Pollution, "one of the great existential challenges of the Anthropocene epoch," kills 9 million people per year. That's more than the number of deaths caused by tobacco, three times as many deaths caused by AIDS, tuberculosis, and malaria combined, and 15 times as many deaths caused by war and other violence.
The data comes from a new global study on pollution and health published in The Lancet , which calls for a mobilization of both resources and political will to tackle the worldwide and costly menace.
"Pollution is much more than an environmental challenge--it is a profound and pervasive threat that affects many aspects of human health and wellbeing. It deserves the full attention of international leaders, civil society, health professionals, and people around the world," says Professor Philip Landrigan of the Icahn School of Medicine at Mount Sinai and co-leader of the two-year, international Lancet Commission.
Air pollution, including indoor and outdoor, plays the biggest role in pollution-related deaths (6.5 million deaths in 2015 ), and is linked to heart disease, stroke, lung cancer, and COPD. Polluted water, workplace pollution (such as asbestos exposure), and lead pollution also add to the death toll--which researchers say is likely an underestimate.
Looking at those impacted most reveals global inequality at play.

EXCERPTED RECORDS>
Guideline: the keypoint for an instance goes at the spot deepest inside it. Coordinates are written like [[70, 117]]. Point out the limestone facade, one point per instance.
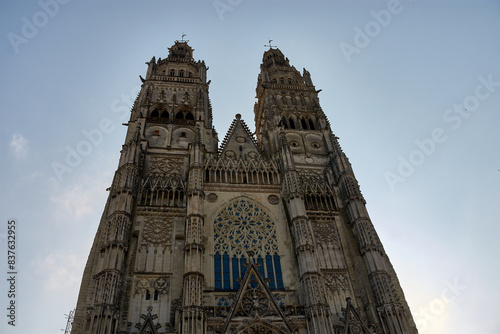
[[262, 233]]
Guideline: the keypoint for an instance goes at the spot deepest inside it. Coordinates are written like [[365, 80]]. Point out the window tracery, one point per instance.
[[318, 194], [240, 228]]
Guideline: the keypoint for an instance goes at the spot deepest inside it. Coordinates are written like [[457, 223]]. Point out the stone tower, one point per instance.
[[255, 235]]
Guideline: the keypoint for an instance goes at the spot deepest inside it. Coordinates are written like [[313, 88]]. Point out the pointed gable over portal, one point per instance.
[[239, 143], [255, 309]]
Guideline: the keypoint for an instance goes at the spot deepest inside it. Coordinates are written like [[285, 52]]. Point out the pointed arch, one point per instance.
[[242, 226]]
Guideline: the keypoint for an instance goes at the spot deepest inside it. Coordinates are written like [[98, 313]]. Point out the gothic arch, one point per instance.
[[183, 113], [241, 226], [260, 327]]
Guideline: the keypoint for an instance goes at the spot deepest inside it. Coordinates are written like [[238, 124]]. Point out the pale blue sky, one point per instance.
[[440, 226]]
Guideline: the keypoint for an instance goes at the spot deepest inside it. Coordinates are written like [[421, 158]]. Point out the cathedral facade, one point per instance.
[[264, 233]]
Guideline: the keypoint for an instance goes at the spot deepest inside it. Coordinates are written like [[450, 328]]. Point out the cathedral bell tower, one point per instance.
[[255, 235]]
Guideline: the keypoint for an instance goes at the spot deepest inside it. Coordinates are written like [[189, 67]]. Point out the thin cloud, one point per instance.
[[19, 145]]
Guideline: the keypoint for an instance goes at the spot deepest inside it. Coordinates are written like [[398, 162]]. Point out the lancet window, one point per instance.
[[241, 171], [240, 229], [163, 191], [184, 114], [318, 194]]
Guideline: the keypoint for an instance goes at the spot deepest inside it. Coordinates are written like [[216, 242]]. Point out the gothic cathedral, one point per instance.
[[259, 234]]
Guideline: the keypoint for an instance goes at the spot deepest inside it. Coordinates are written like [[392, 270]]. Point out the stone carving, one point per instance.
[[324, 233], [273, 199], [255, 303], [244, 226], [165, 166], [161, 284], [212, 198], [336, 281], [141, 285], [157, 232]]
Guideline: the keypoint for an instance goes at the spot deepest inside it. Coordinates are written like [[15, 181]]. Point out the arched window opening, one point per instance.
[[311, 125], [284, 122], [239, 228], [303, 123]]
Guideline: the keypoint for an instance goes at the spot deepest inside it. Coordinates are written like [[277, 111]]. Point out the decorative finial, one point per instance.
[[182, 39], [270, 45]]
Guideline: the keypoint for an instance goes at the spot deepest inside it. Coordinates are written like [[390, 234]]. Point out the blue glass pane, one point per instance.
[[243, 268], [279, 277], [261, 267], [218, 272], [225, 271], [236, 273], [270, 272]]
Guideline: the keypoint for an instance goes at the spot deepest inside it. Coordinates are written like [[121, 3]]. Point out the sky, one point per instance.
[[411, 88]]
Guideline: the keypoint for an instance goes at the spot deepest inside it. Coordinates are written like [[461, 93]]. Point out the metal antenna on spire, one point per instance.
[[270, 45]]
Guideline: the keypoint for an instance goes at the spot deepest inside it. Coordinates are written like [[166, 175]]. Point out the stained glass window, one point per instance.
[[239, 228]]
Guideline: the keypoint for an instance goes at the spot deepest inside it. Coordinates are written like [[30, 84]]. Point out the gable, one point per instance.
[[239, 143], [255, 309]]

==

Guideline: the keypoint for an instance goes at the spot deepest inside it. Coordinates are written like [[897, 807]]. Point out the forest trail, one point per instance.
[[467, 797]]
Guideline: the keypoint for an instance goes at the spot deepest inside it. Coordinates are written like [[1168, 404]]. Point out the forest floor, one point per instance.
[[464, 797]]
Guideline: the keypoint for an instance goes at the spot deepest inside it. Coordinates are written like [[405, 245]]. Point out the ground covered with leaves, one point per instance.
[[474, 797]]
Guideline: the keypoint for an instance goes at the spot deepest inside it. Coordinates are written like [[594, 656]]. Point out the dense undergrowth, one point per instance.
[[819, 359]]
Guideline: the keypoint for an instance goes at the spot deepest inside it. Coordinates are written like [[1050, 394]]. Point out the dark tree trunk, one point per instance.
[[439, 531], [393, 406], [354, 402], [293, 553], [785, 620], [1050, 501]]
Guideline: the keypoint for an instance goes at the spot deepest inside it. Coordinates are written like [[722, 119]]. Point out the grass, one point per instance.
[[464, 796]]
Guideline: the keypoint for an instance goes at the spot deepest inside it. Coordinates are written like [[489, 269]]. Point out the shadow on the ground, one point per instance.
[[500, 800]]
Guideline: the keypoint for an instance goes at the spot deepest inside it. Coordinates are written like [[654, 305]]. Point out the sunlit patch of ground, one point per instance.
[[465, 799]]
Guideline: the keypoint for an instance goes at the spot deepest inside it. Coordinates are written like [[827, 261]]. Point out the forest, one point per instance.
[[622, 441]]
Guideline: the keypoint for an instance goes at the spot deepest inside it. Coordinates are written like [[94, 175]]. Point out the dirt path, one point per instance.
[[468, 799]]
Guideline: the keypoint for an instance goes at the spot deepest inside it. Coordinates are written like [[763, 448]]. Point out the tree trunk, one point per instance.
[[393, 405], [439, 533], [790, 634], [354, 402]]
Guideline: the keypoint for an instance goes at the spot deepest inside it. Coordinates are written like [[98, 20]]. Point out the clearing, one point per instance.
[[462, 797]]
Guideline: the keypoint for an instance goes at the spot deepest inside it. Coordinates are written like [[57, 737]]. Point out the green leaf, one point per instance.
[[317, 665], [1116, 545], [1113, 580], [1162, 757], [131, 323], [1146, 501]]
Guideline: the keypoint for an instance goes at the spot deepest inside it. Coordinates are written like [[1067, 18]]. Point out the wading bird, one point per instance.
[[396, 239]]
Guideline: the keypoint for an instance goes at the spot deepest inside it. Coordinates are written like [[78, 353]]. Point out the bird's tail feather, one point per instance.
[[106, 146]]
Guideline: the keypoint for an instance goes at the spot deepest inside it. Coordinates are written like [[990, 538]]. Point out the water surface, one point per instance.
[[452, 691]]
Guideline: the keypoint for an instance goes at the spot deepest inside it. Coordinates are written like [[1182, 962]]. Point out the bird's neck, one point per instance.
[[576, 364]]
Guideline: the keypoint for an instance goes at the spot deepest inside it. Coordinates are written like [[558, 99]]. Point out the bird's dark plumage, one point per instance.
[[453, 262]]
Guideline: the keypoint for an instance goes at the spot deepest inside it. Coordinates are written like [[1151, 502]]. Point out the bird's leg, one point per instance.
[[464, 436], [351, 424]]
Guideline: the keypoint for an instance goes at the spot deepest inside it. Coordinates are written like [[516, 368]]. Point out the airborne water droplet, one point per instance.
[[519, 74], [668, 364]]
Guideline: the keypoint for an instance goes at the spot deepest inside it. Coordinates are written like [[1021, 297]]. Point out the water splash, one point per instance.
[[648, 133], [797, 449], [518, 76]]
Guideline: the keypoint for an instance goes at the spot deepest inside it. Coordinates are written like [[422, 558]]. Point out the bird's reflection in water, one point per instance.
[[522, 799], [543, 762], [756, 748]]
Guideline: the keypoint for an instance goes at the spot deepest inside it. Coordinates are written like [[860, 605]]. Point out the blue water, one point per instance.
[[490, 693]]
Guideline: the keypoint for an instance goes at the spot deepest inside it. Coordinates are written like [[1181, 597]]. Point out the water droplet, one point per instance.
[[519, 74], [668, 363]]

ACTIVITY>
Continue the article above on the global death toll from pollution, picking up after its final sentence about global inequality.

EXERCISE RESPONSE>
The bulk of pollution-related deaths (92 percent) strike in low- and middle-income countries. India and China tallied the highest numbers of such deaths, with 2.5 million and 1.8 million respectively. In addition, the researchers note, across the board, the deaths are most prevalent among minorities and the marginalized.
"Now is the moment to accelerate our collective response."
--Pamela Das and Richard Horton, The Lancet Pollution is an extremely costly problem, even without environmental damage costs taken into account. Looking at welfare costs alone, the total in 2015 topped US$4.6 trillion, or 6.2 percent of world GDP.
The World Health Organization (WHO) applauded the new analysis. "Pollution is a symptom and unintended consequence of unhealthy and unsustainable development," write Maria Neira, Michaela Pfeiffer, Diarmid Campbell-Lendrum, and Annette Pruss-Ustun of WHO's Department of Public Health, Environmental, and Social Determinants of Health.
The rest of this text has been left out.